• [WHAT THE TASK REQUIRES]:
Start the copy at the line holding "Target: wet sand" and continue it exactly through the last line of the entries, leaving out pictures and anything else.

**** DATA FOR ANALYSIS ****

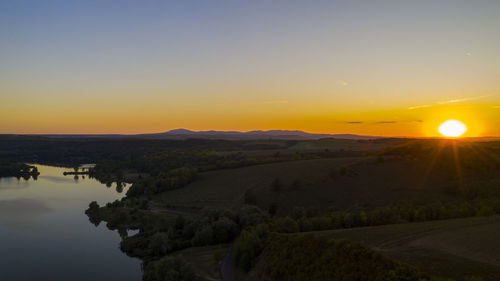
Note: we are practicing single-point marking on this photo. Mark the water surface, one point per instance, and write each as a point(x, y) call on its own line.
point(45, 235)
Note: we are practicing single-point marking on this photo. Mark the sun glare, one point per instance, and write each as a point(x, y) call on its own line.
point(452, 128)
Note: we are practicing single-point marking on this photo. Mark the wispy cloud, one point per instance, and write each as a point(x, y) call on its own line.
point(342, 83)
point(449, 102)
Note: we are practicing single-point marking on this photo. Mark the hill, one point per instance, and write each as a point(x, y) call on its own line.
point(181, 134)
point(457, 248)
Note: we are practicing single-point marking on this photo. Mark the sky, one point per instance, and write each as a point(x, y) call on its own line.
point(389, 68)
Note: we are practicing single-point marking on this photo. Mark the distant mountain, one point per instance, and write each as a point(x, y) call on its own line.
point(251, 135)
point(228, 135)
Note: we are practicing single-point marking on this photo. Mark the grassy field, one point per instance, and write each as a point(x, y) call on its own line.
point(318, 183)
point(457, 248)
point(202, 260)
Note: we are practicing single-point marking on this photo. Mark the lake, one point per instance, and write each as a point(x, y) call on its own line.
point(45, 234)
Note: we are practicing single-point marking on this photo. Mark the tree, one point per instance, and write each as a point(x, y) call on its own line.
point(169, 269)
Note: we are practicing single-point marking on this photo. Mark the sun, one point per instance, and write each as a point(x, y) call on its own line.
point(452, 128)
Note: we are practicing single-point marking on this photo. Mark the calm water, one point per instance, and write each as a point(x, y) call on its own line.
point(45, 235)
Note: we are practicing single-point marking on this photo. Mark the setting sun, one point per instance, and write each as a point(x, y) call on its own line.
point(452, 128)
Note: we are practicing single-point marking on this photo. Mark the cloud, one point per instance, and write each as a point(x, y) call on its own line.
point(449, 102)
point(342, 83)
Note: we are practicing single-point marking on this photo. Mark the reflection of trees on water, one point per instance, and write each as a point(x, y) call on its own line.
point(120, 186)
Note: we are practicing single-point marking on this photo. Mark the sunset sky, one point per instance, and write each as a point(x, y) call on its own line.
point(391, 68)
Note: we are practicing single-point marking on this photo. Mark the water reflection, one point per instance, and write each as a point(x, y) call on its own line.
point(47, 236)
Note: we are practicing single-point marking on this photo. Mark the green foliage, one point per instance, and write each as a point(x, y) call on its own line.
point(307, 257)
point(219, 255)
point(169, 269)
point(160, 244)
point(204, 236)
point(249, 245)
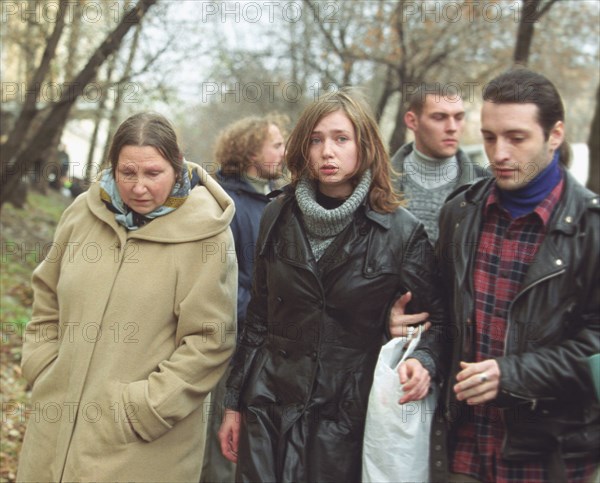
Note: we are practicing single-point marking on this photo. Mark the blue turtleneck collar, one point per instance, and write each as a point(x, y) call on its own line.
point(524, 200)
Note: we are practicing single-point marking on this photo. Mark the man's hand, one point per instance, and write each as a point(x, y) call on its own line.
point(478, 382)
point(229, 434)
point(415, 380)
point(400, 323)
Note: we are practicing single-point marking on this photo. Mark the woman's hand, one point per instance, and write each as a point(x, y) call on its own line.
point(400, 323)
point(478, 382)
point(229, 434)
point(415, 380)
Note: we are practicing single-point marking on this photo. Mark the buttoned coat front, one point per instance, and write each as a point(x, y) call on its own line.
point(303, 370)
point(130, 332)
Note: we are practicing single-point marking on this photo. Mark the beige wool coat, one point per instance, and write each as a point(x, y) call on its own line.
point(130, 332)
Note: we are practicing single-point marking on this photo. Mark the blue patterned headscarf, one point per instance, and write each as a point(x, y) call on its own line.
point(130, 219)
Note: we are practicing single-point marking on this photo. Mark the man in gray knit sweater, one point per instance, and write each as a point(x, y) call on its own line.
point(433, 166)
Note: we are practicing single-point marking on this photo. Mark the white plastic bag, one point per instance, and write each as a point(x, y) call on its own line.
point(396, 440)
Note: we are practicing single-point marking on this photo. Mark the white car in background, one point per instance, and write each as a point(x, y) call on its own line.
point(580, 159)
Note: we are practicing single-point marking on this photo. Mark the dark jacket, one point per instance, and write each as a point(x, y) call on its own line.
point(249, 206)
point(553, 326)
point(303, 370)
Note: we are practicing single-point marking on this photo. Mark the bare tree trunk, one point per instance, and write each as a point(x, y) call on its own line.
point(116, 112)
point(594, 149)
point(531, 12)
point(11, 171)
point(29, 111)
point(399, 133)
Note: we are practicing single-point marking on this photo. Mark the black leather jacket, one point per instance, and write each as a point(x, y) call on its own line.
point(302, 372)
point(553, 326)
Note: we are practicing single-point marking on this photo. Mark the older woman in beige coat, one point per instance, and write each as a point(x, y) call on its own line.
point(133, 319)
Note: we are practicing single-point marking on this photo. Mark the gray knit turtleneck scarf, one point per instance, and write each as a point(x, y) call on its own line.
point(322, 225)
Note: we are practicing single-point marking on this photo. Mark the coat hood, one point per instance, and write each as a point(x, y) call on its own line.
point(207, 211)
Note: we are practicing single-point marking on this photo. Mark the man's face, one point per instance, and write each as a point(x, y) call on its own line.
point(515, 143)
point(268, 163)
point(439, 126)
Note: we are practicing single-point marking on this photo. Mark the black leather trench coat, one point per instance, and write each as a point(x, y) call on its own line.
point(303, 370)
point(546, 393)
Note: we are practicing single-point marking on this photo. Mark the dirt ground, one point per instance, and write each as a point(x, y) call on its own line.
point(23, 235)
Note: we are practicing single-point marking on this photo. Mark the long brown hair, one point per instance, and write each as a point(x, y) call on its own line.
point(371, 151)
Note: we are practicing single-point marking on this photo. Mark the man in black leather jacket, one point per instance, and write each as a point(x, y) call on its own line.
point(519, 259)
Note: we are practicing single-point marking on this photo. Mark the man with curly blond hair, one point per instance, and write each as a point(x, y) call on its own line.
point(250, 155)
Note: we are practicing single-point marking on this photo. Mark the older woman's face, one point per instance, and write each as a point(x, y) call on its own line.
point(144, 178)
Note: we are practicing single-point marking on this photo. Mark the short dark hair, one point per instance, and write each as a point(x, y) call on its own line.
point(523, 86)
point(147, 129)
point(418, 97)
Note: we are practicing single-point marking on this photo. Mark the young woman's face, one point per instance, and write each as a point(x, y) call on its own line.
point(144, 178)
point(334, 154)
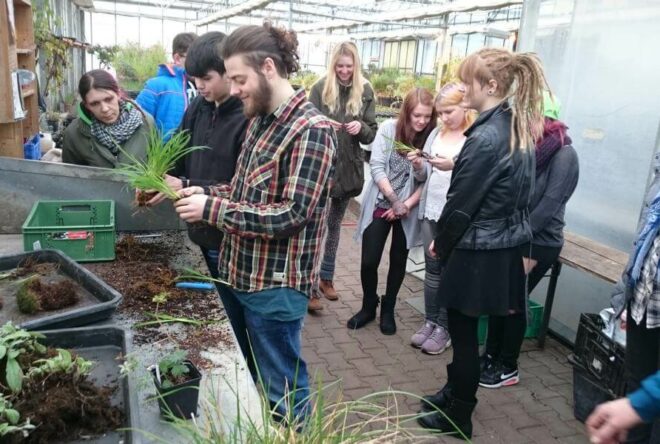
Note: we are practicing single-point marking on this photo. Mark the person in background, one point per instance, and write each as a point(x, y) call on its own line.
point(348, 99)
point(106, 122)
point(610, 422)
point(484, 231)
point(557, 173)
point(167, 95)
point(273, 212)
point(390, 204)
point(214, 119)
point(442, 147)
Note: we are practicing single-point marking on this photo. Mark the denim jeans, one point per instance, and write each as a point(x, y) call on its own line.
point(232, 307)
point(275, 349)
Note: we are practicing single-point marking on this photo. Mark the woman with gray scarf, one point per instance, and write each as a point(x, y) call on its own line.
point(106, 121)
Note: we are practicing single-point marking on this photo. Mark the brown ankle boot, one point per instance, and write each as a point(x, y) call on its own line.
point(328, 290)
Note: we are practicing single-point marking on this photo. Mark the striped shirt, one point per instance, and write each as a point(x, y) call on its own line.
point(273, 211)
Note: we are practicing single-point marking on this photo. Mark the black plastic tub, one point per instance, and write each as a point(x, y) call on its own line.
point(104, 345)
point(98, 300)
point(179, 400)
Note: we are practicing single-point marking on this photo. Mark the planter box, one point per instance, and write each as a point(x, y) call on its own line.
point(83, 229)
point(180, 400)
point(103, 345)
point(98, 300)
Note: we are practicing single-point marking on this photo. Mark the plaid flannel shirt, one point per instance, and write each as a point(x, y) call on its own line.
point(273, 211)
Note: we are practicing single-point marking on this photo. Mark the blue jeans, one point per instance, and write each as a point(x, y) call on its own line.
point(233, 308)
point(275, 349)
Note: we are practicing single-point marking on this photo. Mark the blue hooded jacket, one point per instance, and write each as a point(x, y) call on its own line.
point(165, 98)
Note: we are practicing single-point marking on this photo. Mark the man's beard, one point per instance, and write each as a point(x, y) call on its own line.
point(259, 102)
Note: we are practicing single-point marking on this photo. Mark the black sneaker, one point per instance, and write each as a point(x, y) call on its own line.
point(498, 375)
point(485, 361)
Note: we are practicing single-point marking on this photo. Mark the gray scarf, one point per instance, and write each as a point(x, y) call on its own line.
point(110, 136)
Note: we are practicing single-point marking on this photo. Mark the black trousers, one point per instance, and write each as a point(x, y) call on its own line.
point(506, 333)
point(464, 375)
point(373, 243)
point(642, 360)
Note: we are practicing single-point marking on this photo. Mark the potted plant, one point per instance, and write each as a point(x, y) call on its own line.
point(177, 383)
point(149, 174)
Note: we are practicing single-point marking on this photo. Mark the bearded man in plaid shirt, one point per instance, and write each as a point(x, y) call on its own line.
point(272, 213)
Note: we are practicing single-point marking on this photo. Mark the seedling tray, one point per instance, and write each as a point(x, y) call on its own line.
point(97, 300)
point(104, 345)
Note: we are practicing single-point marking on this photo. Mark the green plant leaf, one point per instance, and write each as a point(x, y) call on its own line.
point(12, 416)
point(14, 375)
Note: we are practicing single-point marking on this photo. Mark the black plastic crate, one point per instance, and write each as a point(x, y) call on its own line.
point(599, 354)
point(587, 391)
point(104, 345)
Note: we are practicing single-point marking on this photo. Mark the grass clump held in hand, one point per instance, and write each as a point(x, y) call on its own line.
point(161, 158)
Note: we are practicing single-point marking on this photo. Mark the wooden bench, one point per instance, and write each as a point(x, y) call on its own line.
point(586, 255)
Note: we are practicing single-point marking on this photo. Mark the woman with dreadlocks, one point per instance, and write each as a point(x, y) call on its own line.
point(484, 230)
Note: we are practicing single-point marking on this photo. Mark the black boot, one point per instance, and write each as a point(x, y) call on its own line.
point(366, 314)
point(439, 400)
point(459, 412)
point(387, 324)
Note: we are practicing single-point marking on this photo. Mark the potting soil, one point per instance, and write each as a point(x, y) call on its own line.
point(148, 267)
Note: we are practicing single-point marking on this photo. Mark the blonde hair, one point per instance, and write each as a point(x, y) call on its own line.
point(452, 94)
point(330, 95)
point(519, 78)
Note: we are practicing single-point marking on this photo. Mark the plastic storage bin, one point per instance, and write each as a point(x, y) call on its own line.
point(82, 229)
point(601, 356)
point(535, 319)
point(587, 391)
point(32, 148)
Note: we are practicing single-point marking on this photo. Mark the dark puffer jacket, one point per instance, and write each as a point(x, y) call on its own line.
point(349, 170)
point(490, 190)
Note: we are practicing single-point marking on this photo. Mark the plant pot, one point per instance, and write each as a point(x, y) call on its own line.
point(179, 400)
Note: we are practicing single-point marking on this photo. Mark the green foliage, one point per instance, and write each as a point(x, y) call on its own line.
point(135, 64)
point(162, 156)
point(104, 54)
point(13, 342)
point(384, 81)
point(63, 362)
point(172, 367)
point(9, 418)
point(53, 50)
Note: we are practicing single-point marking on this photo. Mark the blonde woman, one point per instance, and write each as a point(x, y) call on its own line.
point(443, 146)
point(484, 230)
point(347, 98)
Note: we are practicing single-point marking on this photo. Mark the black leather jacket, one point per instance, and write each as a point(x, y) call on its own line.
point(490, 190)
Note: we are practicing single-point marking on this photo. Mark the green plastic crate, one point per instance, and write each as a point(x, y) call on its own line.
point(536, 317)
point(82, 229)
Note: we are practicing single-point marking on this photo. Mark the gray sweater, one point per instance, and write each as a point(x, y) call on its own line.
point(553, 188)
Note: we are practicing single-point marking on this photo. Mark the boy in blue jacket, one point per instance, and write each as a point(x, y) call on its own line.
point(610, 422)
point(167, 95)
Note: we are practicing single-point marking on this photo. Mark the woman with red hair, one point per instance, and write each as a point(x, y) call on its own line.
point(390, 203)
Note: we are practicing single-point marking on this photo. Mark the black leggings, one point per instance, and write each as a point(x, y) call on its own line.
point(464, 375)
point(373, 243)
point(506, 333)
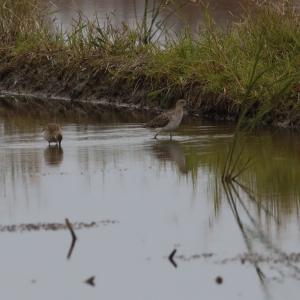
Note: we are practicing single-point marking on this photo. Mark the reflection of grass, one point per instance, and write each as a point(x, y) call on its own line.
point(273, 177)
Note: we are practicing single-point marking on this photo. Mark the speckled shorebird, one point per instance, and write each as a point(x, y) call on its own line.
point(53, 133)
point(169, 120)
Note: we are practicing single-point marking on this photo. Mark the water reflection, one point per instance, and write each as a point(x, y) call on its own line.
point(170, 150)
point(53, 155)
point(179, 14)
point(163, 193)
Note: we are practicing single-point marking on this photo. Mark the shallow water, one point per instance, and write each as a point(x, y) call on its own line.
point(133, 200)
point(178, 14)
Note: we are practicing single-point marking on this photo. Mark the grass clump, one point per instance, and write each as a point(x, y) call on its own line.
point(249, 69)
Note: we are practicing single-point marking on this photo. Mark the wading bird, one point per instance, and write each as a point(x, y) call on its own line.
point(53, 134)
point(169, 120)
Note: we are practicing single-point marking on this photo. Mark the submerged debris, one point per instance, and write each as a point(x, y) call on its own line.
point(90, 281)
point(219, 280)
point(54, 226)
point(74, 238)
point(171, 258)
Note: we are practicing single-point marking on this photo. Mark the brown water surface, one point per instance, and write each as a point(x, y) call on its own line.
point(178, 14)
point(133, 200)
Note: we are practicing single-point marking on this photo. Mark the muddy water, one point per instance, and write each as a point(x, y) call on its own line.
point(178, 14)
point(133, 200)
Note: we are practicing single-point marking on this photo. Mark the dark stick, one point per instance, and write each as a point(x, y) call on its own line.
point(74, 237)
point(90, 281)
point(171, 258)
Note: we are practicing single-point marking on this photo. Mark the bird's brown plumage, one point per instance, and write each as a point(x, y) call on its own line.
point(53, 133)
point(169, 120)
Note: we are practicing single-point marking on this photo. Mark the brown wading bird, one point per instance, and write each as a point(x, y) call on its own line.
point(53, 133)
point(169, 120)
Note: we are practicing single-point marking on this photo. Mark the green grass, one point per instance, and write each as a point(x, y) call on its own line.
point(251, 67)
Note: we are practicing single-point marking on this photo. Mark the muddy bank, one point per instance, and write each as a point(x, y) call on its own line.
point(38, 91)
point(51, 107)
point(33, 84)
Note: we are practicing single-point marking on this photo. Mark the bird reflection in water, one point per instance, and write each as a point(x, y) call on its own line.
point(53, 155)
point(170, 150)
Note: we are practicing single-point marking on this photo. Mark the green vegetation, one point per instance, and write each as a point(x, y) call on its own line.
point(252, 67)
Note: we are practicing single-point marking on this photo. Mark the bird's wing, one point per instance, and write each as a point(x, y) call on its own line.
point(52, 127)
point(161, 120)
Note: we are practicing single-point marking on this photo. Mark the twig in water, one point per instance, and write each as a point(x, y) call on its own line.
point(90, 281)
point(171, 258)
point(74, 237)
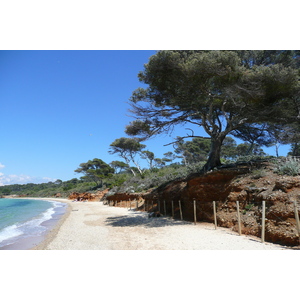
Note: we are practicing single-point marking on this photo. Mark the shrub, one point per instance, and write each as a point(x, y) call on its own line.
point(289, 167)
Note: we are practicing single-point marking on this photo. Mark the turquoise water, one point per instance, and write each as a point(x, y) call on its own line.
point(21, 219)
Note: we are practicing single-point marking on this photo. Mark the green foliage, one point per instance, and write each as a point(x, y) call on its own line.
point(290, 166)
point(95, 170)
point(222, 91)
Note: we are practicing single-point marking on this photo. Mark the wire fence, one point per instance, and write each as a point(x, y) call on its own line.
point(271, 222)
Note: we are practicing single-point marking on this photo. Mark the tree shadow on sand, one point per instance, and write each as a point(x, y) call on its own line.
point(142, 220)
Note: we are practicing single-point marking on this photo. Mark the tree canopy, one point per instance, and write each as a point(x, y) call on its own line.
point(127, 148)
point(220, 91)
point(95, 170)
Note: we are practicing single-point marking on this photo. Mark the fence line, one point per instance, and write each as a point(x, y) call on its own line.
point(157, 206)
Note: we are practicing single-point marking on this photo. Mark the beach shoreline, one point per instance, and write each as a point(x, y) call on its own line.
point(52, 225)
point(95, 226)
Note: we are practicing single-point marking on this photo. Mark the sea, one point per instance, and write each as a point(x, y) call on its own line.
point(25, 222)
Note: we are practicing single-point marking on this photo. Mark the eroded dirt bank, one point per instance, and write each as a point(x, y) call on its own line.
point(250, 185)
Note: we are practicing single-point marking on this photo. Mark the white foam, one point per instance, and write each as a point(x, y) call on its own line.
point(31, 227)
point(9, 232)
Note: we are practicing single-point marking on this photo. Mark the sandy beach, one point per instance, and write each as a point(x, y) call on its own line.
point(95, 226)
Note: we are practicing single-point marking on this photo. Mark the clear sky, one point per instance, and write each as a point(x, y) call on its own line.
point(62, 108)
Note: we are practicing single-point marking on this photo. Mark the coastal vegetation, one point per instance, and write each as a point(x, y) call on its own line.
point(250, 95)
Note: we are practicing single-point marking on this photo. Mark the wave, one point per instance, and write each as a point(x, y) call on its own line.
point(32, 227)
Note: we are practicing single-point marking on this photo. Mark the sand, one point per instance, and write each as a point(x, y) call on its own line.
point(95, 226)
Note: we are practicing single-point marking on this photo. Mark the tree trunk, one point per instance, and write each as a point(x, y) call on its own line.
point(214, 157)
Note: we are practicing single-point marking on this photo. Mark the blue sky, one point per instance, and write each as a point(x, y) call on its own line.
point(62, 108)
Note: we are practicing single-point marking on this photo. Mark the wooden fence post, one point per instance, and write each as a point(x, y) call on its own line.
point(195, 215)
point(297, 218)
point(263, 221)
point(239, 217)
point(180, 209)
point(172, 209)
point(215, 214)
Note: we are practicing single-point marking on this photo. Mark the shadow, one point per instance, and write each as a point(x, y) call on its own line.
point(142, 220)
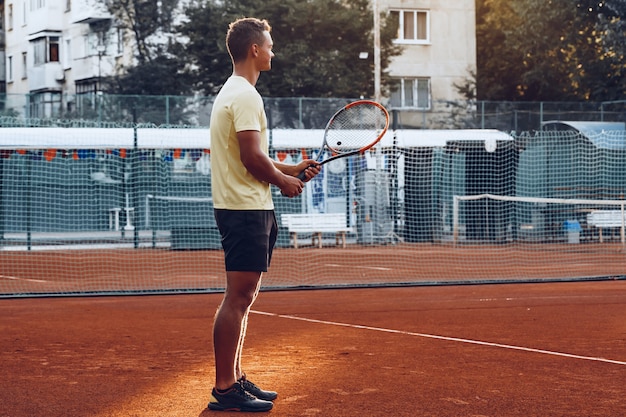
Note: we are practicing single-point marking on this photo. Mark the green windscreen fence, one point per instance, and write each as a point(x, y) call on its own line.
point(128, 210)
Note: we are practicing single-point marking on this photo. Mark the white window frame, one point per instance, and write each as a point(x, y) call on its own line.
point(10, 69)
point(10, 17)
point(415, 39)
point(67, 54)
point(417, 101)
point(24, 65)
point(42, 49)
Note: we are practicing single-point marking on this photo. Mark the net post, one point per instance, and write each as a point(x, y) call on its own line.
point(622, 231)
point(455, 219)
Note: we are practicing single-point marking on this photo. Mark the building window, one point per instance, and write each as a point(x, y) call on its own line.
point(10, 69)
point(10, 17)
point(45, 49)
point(45, 104)
point(120, 41)
point(67, 54)
point(24, 66)
point(86, 93)
point(411, 93)
point(37, 4)
point(413, 26)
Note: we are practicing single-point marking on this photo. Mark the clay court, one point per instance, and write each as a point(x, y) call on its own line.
point(478, 343)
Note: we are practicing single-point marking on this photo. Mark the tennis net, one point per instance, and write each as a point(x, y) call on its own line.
point(129, 211)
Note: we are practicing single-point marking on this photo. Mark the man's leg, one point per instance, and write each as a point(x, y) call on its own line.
point(229, 326)
point(244, 328)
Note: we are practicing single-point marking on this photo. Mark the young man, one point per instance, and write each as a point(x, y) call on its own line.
point(241, 174)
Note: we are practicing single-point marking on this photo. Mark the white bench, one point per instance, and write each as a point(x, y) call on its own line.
point(605, 219)
point(316, 224)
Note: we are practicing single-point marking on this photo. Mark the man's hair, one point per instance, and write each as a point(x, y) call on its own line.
point(243, 33)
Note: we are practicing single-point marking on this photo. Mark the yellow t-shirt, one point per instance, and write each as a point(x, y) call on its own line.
point(237, 107)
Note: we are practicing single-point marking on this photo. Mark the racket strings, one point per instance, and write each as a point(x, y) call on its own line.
point(355, 128)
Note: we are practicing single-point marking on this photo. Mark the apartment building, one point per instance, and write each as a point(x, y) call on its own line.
point(56, 52)
point(439, 41)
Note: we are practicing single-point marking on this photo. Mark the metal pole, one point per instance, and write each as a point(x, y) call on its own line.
point(377, 70)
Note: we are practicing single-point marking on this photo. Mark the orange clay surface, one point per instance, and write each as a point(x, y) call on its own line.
point(540, 349)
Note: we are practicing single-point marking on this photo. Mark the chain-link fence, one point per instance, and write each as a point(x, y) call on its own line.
point(99, 109)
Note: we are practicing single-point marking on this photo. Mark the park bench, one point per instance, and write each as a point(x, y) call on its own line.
point(604, 219)
point(315, 224)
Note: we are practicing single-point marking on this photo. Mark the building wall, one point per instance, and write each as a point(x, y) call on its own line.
point(445, 59)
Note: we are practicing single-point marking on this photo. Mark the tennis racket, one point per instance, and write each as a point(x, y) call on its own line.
point(352, 130)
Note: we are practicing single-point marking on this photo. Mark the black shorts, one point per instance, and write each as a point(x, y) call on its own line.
point(248, 238)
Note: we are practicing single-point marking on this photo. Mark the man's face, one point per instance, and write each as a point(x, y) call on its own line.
point(265, 54)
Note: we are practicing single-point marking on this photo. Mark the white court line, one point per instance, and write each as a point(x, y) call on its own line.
point(21, 279)
point(375, 268)
point(451, 339)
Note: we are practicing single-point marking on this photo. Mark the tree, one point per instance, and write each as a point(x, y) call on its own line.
point(317, 52)
point(156, 71)
point(550, 50)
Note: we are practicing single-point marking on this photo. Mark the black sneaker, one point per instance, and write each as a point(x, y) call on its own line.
point(236, 398)
point(256, 391)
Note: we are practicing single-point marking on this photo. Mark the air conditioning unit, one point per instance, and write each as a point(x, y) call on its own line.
point(59, 75)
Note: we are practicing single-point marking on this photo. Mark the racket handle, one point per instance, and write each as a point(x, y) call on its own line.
point(301, 176)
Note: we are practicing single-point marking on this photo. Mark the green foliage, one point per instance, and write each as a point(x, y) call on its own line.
point(317, 45)
point(551, 50)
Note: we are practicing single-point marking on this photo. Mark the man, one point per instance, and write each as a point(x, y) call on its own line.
point(241, 174)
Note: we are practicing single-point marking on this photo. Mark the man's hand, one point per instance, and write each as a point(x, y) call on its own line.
point(310, 167)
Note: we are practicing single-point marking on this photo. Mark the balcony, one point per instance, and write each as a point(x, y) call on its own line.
point(89, 11)
point(49, 76)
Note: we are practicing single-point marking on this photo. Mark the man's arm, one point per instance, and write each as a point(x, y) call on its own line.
point(262, 167)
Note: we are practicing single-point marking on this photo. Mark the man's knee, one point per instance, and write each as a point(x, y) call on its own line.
point(241, 288)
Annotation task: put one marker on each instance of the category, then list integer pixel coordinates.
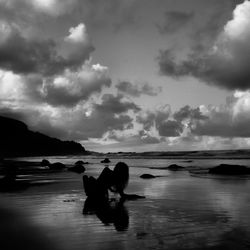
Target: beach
(181, 210)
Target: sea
(188, 209)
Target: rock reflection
(110, 212)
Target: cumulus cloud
(160, 120)
(170, 128)
(67, 89)
(226, 64)
(52, 8)
(154, 118)
(187, 112)
(230, 120)
(137, 90)
(26, 55)
(174, 21)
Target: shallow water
(181, 211)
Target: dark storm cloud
(174, 21)
(28, 55)
(136, 90)
(66, 90)
(154, 118)
(223, 124)
(212, 69)
(115, 105)
(187, 112)
(170, 128)
(225, 64)
(110, 114)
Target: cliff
(17, 140)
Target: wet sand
(181, 211)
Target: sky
(129, 75)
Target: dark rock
(175, 167)
(77, 169)
(227, 169)
(147, 176)
(79, 162)
(106, 160)
(45, 163)
(57, 166)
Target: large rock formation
(18, 140)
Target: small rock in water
(147, 176)
(57, 166)
(175, 167)
(226, 169)
(106, 160)
(45, 163)
(79, 163)
(77, 169)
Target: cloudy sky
(129, 75)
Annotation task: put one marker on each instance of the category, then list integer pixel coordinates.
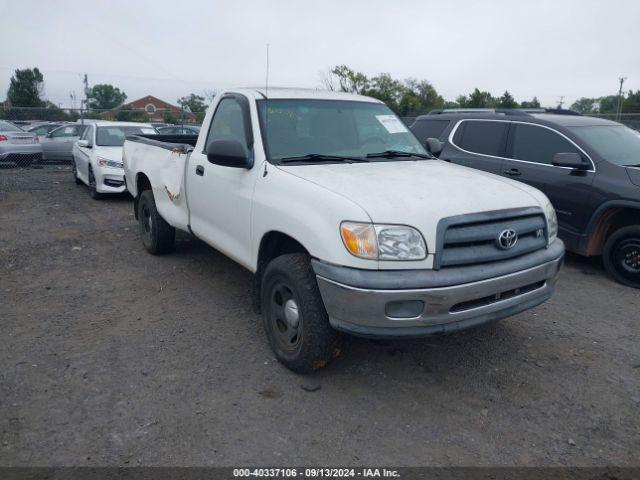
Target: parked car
(57, 145)
(345, 220)
(97, 156)
(179, 130)
(42, 129)
(587, 166)
(18, 147)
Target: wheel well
(142, 184)
(610, 221)
(272, 245)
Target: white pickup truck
(347, 222)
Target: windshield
(113, 136)
(615, 143)
(9, 127)
(297, 128)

****

• [SOLUTION]:
Target: wet sand
(181, 211)
Target: sky
(129, 75)
Target: dark rock
(175, 167)
(77, 169)
(227, 169)
(147, 176)
(79, 162)
(106, 160)
(45, 163)
(57, 166)
Target: large rock formation
(18, 140)
Target: small rock in water
(147, 176)
(57, 166)
(175, 167)
(226, 169)
(106, 160)
(45, 163)
(79, 163)
(77, 169)
Target: cloudy sky
(129, 75)
Annotation task: put one marker on each instance of the category, then list integer pixel coordinates.
Target: parked car
(57, 145)
(345, 220)
(97, 156)
(179, 130)
(42, 129)
(587, 166)
(18, 147)
Target: wheel well
(142, 184)
(610, 221)
(272, 245)
Target: white pickup truck
(347, 222)
Target: windshield
(113, 136)
(615, 143)
(9, 127)
(297, 128)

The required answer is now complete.